:: Material for the task ::
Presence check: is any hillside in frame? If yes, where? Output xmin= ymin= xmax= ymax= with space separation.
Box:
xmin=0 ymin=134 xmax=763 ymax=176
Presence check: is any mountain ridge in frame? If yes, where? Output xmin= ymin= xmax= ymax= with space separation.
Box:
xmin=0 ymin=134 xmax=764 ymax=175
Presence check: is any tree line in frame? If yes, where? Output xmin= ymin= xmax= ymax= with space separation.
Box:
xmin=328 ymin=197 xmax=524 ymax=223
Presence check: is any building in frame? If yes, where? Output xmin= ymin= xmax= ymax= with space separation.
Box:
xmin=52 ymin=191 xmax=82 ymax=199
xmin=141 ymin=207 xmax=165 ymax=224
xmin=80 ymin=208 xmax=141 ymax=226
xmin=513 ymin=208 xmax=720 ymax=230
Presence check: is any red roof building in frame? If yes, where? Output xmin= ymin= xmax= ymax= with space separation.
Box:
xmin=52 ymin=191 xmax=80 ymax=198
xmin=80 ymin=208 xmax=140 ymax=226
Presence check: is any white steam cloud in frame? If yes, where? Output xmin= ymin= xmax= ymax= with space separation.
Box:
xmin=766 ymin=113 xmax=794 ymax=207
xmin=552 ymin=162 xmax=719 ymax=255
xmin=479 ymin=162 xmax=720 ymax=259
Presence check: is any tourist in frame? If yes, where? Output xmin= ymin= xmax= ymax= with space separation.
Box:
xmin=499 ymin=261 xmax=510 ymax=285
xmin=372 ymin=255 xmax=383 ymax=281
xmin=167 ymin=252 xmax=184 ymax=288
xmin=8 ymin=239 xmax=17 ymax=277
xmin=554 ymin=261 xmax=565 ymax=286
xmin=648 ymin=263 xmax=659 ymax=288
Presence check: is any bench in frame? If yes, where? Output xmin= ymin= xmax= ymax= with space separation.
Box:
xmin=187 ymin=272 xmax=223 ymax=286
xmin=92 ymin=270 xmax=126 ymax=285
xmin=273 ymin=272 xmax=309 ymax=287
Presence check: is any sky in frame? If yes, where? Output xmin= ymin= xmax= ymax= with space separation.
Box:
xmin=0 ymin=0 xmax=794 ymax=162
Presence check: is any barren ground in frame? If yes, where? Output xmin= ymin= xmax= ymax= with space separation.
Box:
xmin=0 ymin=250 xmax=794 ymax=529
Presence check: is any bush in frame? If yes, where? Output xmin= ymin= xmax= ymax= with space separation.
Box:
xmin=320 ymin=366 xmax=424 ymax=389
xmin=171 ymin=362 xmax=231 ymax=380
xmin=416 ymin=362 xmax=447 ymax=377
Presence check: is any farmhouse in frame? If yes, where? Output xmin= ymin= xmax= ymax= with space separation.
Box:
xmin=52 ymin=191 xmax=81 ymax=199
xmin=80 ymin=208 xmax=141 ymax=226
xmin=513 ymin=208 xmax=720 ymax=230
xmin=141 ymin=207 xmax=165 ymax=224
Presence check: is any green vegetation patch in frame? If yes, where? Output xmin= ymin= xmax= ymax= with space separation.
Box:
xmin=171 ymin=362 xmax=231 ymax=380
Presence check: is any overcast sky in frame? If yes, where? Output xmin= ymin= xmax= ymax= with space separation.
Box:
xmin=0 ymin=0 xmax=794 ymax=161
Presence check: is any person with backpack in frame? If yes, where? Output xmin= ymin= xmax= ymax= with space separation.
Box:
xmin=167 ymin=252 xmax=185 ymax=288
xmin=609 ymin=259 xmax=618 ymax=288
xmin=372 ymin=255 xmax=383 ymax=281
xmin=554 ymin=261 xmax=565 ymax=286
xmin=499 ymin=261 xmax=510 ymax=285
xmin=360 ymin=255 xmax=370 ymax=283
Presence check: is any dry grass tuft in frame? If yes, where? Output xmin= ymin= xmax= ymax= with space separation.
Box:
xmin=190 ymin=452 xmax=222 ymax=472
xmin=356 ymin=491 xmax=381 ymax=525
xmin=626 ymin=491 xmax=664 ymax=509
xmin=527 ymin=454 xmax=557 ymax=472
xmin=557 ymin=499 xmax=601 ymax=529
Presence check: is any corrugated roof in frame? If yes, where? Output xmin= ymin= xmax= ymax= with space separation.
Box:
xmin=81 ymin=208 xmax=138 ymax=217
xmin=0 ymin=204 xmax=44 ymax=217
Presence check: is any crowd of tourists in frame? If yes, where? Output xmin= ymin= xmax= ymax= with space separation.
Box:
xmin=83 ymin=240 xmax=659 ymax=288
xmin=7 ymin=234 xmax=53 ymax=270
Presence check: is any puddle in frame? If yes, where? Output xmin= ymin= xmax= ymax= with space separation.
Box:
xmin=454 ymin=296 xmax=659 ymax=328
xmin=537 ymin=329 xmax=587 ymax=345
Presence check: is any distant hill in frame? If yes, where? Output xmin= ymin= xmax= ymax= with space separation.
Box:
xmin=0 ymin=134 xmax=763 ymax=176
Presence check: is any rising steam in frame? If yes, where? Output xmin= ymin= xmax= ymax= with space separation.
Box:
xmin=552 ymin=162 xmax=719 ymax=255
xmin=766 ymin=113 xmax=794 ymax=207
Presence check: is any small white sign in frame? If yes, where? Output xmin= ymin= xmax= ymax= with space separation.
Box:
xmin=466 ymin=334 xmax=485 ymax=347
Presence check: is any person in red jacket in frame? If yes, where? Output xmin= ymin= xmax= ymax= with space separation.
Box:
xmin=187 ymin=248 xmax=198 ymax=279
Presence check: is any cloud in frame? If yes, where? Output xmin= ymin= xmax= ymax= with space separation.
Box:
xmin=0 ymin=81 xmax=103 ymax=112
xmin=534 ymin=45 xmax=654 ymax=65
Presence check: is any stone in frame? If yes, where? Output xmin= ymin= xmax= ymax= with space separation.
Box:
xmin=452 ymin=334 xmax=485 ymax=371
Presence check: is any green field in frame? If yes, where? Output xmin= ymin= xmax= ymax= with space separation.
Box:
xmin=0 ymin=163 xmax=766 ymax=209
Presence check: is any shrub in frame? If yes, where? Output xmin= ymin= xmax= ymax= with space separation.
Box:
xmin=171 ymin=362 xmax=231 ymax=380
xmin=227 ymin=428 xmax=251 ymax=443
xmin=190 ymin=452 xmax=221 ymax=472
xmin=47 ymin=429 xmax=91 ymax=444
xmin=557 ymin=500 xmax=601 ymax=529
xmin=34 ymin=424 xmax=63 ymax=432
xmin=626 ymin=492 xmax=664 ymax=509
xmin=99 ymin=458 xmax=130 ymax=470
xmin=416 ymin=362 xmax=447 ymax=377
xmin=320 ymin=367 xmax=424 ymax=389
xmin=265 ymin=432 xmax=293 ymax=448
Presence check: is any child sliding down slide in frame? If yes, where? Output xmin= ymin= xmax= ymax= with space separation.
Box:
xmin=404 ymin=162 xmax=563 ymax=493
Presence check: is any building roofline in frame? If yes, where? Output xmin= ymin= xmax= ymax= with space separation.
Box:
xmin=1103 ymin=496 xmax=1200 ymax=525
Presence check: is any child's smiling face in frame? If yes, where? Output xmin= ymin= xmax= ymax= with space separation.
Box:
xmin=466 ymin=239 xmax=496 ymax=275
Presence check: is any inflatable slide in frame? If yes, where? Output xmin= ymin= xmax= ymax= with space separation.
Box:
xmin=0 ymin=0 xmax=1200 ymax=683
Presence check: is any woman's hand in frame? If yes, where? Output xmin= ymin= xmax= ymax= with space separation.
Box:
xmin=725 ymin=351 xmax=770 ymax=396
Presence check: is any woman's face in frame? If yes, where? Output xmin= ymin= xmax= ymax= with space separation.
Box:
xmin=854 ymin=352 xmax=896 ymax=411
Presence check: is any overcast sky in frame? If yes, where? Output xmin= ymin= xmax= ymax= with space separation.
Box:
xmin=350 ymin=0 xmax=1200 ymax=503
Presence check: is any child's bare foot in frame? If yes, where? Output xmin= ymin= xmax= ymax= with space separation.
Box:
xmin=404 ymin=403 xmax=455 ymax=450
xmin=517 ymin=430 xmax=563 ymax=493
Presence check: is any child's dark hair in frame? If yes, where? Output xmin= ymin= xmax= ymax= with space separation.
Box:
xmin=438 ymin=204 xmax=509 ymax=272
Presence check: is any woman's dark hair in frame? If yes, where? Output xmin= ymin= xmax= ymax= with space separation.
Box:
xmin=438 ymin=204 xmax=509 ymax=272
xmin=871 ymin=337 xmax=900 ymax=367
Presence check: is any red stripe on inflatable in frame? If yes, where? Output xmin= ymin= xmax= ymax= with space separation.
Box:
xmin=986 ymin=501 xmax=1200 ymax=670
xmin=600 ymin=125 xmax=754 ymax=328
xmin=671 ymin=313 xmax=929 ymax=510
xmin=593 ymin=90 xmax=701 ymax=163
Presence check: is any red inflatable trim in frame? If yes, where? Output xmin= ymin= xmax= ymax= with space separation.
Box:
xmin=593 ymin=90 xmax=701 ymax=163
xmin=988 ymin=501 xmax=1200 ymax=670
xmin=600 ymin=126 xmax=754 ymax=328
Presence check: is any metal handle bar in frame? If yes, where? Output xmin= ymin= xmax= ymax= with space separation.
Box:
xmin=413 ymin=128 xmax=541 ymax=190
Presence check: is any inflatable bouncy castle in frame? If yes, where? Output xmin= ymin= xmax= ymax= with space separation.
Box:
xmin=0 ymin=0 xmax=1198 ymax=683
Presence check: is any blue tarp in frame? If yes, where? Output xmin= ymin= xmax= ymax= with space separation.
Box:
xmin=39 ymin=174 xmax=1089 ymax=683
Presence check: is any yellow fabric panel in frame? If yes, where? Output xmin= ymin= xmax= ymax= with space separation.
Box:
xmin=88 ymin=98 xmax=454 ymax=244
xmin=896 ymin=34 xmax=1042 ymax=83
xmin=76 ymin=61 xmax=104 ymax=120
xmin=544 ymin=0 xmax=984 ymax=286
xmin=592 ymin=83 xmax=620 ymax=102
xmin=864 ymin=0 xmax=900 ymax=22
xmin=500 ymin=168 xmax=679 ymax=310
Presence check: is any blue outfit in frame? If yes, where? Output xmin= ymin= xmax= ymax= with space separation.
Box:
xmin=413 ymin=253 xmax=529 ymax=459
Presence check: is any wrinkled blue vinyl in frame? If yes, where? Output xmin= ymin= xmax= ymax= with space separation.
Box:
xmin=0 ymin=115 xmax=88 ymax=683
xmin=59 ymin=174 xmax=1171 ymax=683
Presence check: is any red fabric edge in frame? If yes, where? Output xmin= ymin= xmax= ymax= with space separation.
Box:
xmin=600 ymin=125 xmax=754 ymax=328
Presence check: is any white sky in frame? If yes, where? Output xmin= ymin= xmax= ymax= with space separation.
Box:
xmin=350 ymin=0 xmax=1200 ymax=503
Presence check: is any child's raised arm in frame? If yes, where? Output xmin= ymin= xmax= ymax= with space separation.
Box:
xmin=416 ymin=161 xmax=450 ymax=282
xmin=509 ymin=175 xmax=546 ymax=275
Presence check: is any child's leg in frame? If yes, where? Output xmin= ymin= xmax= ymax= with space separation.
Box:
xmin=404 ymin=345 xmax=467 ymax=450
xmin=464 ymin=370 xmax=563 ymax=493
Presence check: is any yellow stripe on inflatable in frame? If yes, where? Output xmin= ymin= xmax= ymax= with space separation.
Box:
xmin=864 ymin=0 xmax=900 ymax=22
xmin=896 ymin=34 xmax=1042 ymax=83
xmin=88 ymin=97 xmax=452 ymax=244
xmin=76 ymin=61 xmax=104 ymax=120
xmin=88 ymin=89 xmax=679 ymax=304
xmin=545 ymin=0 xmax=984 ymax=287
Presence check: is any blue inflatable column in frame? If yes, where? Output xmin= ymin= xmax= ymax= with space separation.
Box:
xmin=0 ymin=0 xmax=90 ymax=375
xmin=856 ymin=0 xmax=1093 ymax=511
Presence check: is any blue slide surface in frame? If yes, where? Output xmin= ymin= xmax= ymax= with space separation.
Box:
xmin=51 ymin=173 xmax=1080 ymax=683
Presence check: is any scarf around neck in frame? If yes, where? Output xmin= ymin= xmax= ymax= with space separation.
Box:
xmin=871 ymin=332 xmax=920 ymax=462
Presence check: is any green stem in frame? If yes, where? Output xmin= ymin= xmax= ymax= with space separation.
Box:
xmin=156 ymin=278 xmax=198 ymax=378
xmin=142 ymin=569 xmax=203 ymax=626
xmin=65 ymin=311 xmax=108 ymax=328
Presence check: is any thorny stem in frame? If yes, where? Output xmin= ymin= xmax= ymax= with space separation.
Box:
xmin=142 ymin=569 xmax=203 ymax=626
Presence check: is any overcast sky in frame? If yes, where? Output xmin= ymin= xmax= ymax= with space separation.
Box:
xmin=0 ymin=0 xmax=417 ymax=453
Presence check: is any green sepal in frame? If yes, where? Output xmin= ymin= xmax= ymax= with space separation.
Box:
:::
### Your task
Rewrite the rows from the line with "Presence check: is any dry" up to and including the line with "xmin=0 ymin=204 xmax=44 ymax=217", putting "tin roof" in place of "corrugated roof" and leaving everything else unchanged.

### Solution to this task
Presence check: is any dry grass tuft in frame? If yes, where? Output xmin= ymin= xmax= ymax= with space separation.
Box:
xmin=190 ymin=452 xmax=222 ymax=472
xmin=356 ymin=491 xmax=381 ymax=525
xmin=626 ymin=491 xmax=664 ymax=509
xmin=527 ymin=454 xmax=557 ymax=472
xmin=557 ymin=499 xmax=601 ymax=529
Presence check: is any tin roof in frame? If yes, where? Output xmin= ymin= xmax= ymax= with space separation.
Box:
xmin=81 ymin=208 xmax=138 ymax=217
xmin=0 ymin=204 xmax=44 ymax=217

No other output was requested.